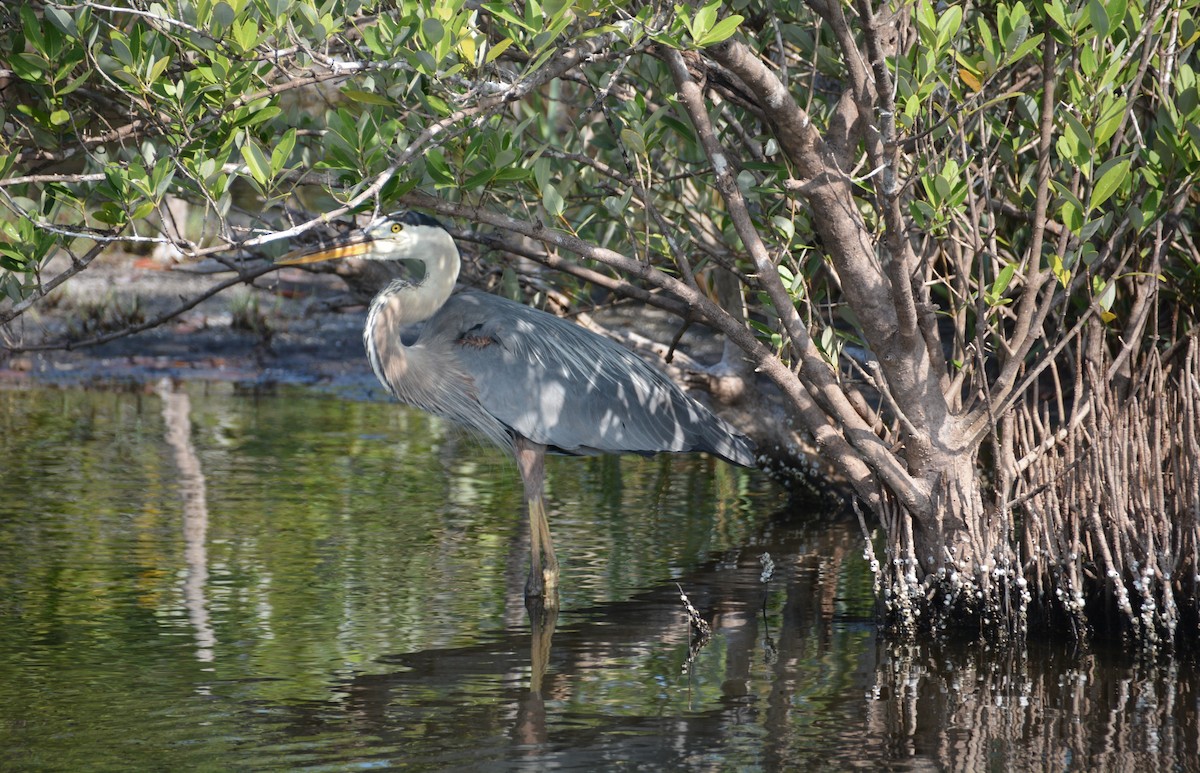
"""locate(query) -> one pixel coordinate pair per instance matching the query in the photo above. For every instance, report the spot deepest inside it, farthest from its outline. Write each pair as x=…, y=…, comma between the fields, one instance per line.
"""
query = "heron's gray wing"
x=559, y=384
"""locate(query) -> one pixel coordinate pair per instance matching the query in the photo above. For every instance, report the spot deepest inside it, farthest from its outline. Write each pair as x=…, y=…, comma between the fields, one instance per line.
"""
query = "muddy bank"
x=287, y=327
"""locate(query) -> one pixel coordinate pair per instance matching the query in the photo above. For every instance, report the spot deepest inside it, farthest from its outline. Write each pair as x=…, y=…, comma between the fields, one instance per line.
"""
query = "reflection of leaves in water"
x=365, y=569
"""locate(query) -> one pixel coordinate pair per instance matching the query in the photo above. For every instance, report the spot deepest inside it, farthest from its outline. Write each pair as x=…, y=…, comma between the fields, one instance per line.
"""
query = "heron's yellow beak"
x=348, y=247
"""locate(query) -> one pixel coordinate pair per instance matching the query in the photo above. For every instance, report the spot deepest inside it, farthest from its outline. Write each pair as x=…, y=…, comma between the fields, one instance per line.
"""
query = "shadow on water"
x=197, y=580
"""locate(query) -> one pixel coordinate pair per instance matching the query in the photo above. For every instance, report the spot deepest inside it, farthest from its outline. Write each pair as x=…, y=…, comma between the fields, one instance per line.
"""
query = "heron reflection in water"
x=523, y=378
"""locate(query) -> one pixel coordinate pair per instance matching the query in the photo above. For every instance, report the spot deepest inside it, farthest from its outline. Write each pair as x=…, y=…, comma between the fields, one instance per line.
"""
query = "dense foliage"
x=951, y=227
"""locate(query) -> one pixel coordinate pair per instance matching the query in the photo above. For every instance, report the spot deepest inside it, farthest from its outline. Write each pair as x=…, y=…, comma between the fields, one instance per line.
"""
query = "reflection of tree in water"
x=969, y=708
x=177, y=415
x=797, y=682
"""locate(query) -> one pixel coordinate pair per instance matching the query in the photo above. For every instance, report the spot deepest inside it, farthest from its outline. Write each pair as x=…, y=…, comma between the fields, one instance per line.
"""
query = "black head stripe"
x=417, y=219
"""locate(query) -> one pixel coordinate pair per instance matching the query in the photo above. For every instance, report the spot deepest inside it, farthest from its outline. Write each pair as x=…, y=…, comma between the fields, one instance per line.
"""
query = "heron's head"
x=400, y=237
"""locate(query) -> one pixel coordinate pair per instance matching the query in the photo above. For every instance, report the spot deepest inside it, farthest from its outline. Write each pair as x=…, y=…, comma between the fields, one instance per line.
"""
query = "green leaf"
x=552, y=201
x=1099, y=18
x=256, y=161
x=367, y=97
x=1002, y=280
x=282, y=151
x=720, y=31
x=948, y=25
x=497, y=49
x=1109, y=179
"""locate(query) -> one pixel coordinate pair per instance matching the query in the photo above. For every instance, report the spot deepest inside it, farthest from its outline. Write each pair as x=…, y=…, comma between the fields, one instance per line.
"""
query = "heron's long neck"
x=402, y=304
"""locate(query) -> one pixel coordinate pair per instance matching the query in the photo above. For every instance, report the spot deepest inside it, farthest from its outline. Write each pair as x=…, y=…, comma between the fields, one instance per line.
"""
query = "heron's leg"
x=543, y=562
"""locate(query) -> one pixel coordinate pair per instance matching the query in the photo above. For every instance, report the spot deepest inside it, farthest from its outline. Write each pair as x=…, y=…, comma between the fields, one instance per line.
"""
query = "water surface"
x=198, y=579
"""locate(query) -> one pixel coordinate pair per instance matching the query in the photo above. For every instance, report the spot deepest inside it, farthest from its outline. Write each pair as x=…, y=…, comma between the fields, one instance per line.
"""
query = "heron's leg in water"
x=543, y=563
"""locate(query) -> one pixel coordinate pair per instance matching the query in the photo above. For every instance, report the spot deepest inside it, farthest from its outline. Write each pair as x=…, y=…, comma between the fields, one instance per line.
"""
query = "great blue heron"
x=523, y=378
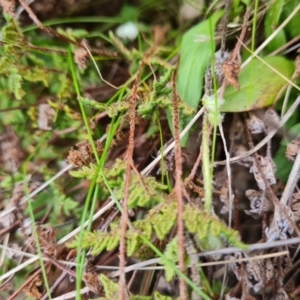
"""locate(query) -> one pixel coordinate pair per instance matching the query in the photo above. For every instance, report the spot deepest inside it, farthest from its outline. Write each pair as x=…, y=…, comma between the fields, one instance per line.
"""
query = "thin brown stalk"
x=60, y=36
x=225, y=21
x=178, y=190
x=269, y=190
x=124, y=218
x=35, y=274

● **PROBLEM REQUIREMENTS**:
Write out each line again precisely as it appears, skipping every picture.

● **EXERCISE OUTPUT**:
"""locate(query) -> one pixel coordinate pair per instance matching the query in the photo above. For every instance, report the spot deepest inside it, farthest from its outline. Write each pair as x=…, y=…, comma between the fields, one instance per line.
"""
query = "heron's gray wing"
x=559, y=384
"""locate(query) -> one pixel coordinate pair per instance matching the query in the photo above. For every instance, report the spot deepest inside it, farthest from its outline. Write each pair as x=…, y=…, comma between the fields, one instance per line.
"""
query = "muddy bank"
x=287, y=327
"""locate(query) -> one pixel coordinate pair per instance matching the query in the photo above. For every instance, report the spot deepest inside it, farthest from its outline. Write each pair as x=…, y=…, comma between the fields, one instance per line.
"""
query = "reflection of leaves in water"
x=365, y=569
"""locate(query) -> one pixel coordinate pair per instance matching the query in the photo above. For every instance, report the spot deepest inside it, farthest from its outline. Write each pair as x=…, y=…, comma between the fields, one instance per line.
"""
query = "heron's yellow beak"
x=348, y=247
"""locate(query) -> one pixel coordinate pair per instance matching the query in the photo above. For every instance, report the spot deepest inside it, farthest from its outline. Write each pair as x=…, y=…, comma between the fields, one instance per line.
"""
query = "shadow on water"
x=197, y=580
"""locate(query) -> one pixel coordinate pair per instance matching the query in the photo above. For every instance, report the spot deepest inside it, farthest from its outline. Write each pair as x=…, y=…, comma between the fields, one instance per line.
"""
query = "heron reflection in water"
x=523, y=378
"""locate(query) -> one pixel coordinate pair per instance matching the query in the photo above. For every instance, report the spot deepest inside it, farthest from its outline. Write each pair as x=…, y=…, comma between the fields, one instance per line.
"""
query = "dense foliage"
x=951, y=227
"""locate(query) -> one pixel coordinate pair per instance matching the query in the photo above. For every instance, report the spot deepest inside it, farthest from its outline. Write each pair as x=…, y=…, comma between the fields, one instance per line.
"""
query = "reflection of tree in water"
x=969, y=708
x=177, y=415
x=797, y=682
"""locate(query) -> one pixel coordinate pair per instance matching the query in the photo above. For every instance, report the spot deepest inside it, farthest from its outline. Write each pair as x=…, y=…, comma between the fields, one instance per line.
"""
query = "black head stripe"
x=417, y=219
"""locate(query) -> one pixel coordinate pair per instance matching the query in the photo above. For every instance, report the spot deepest inside it, farthest from its outline. Write each pair as x=…, y=…, comma between the fields, one instance per line.
"""
query = "heron's head"
x=400, y=237
"""locate(query) -> one pixel coordinate pair per instance matching the query in the photo above. For every instance, report the spot deepest inside it, farthest from its outline. Write each pair as x=…, y=…, comma between the fields, one instance per line.
"""
query = "green leaf"
x=552, y=201
x=1099, y=18
x=256, y=161
x=367, y=97
x=1002, y=280
x=282, y=151
x=720, y=31
x=948, y=25
x=497, y=49
x=1109, y=179
"""locate(query) -> one pixel coordinate pair per instance matching the query in the photo above. For every instance, report the spot deepest inside it, farthest from its outline. Write each pair as x=…, y=…, comma between the fields, one instance per line.
"""
query = "heron's long neck"
x=402, y=304
"""locate(query) -> one pixel coordinate pair per instance matching the query in the photo above. For every instance, report the spot deepest inside it, farthest from its outline. Write each pair as x=…, y=…, comma between the fields, one instance per line.
"""
query = "heron's leg"
x=543, y=562
"""locate(query) -> one pixel coordinate pair per instance matching the query in the photo above. For every instance, report the spot deepest inside it, farthest from its outline. Write each pair as x=…, y=…, comma between the fields, one instance per line.
"""
query = "water surface"
x=198, y=579
"""locate(query) -> one pixel coordinate pair per instance matching the query in the photo above. For every instance, report the spot deepest inside it, farthest from its outline. Write each pair as x=…, y=…, comma between the fields, one instance per line.
"""
query = "heron's leg in water"
x=543, y=563
"""locate(query) -> one pixel coordinate pair per instance matching the query in the photo above. For every instance, report the spot deepest inside it, farthest from its outline. Write each pair as x=…, y=…, comma between the fields, one instance per line.
"""
query = "great blue heron"
x=523, y=378
"""locate(query) -> one pixel coordinate pair per instance matching the query in the photo above. For every instance, report the spot deepest inside it, farthest from its outline. Write each pair as x=…, y=…, comma between the fields, one instance per line.
"""
query = "thin brown stalk"
x=60, y=36
x=225, y=21
x=178, y=190
x=269, y=190
x=124, y=218
x=35, y=274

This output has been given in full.